→ **THE INPUT**:
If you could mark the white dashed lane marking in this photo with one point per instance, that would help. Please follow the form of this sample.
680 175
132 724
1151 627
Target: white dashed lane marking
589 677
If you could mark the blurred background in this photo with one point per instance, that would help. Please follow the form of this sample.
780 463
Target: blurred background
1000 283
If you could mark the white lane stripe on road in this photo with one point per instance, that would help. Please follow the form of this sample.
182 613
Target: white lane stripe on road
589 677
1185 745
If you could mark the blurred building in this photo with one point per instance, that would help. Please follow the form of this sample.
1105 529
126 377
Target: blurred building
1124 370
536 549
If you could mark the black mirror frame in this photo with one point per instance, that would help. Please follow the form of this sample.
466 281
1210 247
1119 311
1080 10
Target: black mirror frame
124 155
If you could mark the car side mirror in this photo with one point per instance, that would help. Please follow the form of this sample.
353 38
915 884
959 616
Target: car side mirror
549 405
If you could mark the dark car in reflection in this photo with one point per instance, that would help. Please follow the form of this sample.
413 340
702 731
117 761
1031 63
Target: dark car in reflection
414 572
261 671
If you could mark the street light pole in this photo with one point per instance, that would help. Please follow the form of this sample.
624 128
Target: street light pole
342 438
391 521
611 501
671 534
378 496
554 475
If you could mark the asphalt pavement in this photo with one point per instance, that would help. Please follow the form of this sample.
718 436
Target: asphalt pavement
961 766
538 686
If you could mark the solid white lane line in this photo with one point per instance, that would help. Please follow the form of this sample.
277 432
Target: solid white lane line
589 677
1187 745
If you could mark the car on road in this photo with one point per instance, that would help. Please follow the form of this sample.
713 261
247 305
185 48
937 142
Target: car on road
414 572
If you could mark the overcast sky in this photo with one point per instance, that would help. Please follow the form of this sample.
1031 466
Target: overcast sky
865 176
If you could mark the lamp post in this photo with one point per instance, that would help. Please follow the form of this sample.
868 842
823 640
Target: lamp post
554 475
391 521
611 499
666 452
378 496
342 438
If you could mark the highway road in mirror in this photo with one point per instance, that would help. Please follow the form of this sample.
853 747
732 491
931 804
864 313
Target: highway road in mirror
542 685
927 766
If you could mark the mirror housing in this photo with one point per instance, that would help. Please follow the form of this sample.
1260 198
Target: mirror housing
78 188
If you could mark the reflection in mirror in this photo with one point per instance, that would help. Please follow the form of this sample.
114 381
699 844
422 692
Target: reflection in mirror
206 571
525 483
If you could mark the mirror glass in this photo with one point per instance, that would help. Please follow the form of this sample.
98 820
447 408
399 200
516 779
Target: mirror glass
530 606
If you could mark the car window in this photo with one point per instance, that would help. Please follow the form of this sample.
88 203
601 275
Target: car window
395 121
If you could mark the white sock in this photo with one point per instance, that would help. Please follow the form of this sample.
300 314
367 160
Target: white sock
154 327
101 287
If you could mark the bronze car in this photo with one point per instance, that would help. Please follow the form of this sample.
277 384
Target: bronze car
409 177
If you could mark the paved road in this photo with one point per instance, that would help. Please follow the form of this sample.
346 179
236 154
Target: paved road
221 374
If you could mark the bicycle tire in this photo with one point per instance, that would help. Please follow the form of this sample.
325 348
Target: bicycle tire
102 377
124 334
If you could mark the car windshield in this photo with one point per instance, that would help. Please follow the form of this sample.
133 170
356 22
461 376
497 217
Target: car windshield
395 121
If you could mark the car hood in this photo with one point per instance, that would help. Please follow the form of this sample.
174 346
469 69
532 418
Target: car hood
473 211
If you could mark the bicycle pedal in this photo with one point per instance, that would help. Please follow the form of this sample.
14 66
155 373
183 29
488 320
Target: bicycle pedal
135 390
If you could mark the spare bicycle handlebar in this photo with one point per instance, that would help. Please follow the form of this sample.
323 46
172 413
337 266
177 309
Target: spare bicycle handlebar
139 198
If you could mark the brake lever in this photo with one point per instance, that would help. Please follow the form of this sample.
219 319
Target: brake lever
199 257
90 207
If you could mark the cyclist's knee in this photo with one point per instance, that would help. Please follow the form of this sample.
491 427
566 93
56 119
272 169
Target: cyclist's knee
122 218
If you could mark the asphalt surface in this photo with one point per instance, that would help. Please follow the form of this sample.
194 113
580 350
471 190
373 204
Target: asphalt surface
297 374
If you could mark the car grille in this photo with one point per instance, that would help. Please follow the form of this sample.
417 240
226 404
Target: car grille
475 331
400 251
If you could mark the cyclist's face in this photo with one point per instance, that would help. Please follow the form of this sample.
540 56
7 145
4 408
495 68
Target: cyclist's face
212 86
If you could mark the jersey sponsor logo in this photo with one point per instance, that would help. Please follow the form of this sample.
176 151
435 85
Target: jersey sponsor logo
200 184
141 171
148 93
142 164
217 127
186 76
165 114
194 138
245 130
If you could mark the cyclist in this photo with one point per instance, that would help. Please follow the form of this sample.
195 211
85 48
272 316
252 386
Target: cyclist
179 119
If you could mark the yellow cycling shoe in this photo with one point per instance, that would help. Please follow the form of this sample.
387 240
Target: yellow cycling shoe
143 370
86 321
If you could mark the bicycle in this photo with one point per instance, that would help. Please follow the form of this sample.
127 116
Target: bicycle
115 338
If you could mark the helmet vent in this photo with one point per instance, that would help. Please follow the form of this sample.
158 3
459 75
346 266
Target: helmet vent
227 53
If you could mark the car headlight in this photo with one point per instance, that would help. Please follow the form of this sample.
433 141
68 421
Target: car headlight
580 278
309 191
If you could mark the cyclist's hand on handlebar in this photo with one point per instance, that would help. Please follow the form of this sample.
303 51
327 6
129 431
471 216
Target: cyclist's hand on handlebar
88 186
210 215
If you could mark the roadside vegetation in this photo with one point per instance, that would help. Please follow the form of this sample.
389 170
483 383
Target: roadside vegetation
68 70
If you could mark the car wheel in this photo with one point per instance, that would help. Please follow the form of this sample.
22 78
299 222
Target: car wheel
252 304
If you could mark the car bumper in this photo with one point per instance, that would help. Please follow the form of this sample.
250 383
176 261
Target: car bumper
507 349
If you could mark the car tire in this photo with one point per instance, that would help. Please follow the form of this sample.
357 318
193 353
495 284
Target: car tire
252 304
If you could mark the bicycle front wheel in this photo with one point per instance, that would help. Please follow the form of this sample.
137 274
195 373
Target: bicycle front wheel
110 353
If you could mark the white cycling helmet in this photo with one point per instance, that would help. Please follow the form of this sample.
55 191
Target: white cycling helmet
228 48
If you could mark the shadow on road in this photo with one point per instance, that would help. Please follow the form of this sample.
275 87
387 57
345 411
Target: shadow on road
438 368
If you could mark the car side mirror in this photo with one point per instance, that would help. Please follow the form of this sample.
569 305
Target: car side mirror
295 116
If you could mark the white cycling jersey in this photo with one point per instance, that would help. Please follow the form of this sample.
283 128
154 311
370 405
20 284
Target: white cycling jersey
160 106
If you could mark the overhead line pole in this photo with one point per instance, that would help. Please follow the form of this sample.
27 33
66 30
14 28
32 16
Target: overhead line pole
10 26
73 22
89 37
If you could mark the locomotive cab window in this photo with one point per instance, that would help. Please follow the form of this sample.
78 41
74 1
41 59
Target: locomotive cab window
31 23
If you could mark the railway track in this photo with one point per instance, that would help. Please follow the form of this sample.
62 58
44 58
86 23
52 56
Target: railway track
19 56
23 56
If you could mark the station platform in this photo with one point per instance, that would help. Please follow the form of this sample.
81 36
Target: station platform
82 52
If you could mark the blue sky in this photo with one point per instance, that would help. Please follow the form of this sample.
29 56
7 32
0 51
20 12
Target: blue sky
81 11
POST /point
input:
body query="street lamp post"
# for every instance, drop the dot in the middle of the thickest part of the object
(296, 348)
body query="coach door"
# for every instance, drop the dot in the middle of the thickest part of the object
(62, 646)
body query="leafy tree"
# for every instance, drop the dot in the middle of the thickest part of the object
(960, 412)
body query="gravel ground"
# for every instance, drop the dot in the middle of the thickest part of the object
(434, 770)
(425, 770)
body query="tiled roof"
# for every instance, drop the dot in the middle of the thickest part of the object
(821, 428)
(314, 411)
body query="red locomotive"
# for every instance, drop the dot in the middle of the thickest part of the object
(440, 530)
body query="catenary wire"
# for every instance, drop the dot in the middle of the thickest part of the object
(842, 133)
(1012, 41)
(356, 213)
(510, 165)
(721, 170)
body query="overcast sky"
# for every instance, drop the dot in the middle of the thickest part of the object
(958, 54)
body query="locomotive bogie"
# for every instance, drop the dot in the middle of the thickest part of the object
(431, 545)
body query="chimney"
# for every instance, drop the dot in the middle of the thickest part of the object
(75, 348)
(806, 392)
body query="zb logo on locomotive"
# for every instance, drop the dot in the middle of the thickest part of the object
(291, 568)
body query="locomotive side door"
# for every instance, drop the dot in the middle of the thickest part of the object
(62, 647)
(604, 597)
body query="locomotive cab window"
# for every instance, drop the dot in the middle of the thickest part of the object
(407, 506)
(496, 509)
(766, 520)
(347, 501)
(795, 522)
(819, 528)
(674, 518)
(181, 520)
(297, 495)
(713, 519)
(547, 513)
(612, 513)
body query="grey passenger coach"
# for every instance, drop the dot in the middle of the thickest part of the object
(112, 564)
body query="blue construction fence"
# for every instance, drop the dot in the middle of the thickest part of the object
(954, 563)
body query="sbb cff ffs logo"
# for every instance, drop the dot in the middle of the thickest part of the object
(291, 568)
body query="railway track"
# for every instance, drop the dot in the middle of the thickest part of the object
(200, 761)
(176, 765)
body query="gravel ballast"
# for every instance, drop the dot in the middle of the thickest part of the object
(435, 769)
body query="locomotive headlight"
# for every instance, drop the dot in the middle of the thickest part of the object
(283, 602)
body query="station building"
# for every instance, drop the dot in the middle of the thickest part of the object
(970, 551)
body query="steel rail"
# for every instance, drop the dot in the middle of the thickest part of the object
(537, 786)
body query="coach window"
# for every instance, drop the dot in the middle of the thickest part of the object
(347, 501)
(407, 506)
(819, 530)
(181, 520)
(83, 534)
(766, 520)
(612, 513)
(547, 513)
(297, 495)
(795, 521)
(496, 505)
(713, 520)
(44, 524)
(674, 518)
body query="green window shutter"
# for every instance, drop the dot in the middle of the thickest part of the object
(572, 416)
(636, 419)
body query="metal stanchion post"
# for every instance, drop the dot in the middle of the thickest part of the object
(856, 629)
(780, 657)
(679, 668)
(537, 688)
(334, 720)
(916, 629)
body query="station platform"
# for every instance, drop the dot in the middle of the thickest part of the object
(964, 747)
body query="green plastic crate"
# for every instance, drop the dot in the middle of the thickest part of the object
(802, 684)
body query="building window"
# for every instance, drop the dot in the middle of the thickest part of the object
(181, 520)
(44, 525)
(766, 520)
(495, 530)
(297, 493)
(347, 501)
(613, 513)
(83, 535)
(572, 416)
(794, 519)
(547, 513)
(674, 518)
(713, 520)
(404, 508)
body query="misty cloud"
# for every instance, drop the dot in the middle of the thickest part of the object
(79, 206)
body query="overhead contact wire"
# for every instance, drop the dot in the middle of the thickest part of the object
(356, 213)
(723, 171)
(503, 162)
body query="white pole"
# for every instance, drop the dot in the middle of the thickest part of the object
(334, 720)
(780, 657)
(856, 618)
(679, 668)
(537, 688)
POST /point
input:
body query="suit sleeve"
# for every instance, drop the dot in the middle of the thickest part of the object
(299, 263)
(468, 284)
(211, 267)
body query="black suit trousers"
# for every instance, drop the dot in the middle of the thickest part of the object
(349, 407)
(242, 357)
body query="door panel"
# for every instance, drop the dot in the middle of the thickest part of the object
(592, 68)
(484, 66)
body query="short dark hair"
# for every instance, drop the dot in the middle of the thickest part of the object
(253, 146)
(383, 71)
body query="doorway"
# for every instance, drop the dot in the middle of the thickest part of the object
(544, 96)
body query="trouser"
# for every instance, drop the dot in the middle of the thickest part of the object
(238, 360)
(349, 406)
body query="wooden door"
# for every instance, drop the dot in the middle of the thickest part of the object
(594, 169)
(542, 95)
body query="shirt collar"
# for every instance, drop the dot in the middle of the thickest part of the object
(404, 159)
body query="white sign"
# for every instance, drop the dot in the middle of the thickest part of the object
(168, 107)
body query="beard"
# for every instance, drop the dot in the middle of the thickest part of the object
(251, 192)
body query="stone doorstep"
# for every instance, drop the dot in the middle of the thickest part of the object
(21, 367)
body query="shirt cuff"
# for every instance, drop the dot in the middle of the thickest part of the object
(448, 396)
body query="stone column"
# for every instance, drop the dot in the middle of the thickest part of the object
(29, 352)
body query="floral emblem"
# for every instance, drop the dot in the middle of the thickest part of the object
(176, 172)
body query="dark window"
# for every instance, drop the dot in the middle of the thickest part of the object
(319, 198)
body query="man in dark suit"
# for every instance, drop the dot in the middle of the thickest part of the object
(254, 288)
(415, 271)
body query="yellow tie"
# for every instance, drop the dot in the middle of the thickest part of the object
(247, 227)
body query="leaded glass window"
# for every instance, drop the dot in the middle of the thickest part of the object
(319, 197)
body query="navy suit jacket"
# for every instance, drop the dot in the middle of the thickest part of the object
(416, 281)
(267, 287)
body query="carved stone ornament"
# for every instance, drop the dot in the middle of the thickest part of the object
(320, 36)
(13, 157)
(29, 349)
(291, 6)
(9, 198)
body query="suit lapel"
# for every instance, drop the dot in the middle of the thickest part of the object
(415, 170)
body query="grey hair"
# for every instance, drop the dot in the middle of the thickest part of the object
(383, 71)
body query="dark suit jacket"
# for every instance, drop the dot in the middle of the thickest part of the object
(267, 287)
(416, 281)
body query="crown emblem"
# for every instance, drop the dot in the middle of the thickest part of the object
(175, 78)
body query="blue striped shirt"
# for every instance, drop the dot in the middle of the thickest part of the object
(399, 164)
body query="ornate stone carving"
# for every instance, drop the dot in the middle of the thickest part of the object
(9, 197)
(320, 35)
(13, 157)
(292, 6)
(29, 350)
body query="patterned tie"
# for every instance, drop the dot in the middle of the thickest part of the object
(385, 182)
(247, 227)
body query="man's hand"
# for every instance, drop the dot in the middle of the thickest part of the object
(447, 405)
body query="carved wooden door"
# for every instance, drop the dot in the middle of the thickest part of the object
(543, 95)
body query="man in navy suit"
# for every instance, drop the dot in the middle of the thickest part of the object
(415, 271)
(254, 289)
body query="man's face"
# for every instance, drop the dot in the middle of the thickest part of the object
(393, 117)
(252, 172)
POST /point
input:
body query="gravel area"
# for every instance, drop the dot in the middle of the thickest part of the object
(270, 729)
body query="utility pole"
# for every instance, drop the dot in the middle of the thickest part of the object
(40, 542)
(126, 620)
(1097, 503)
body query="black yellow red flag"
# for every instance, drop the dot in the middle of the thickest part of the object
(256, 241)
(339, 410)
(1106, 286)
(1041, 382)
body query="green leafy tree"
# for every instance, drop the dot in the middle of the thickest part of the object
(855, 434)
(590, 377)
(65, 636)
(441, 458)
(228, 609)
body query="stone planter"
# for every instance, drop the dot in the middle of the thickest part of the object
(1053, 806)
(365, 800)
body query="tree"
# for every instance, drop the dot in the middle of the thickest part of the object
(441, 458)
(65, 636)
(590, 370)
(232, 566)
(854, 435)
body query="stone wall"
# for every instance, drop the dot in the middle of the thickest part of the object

→ **EXERCISE REQUIREMENTS**: Report every line of the data that contains the word "wooden", matching case exactly.

→ **COMPLETE OUTPUT**:
body query="wooden door"
body query="carved wooden door"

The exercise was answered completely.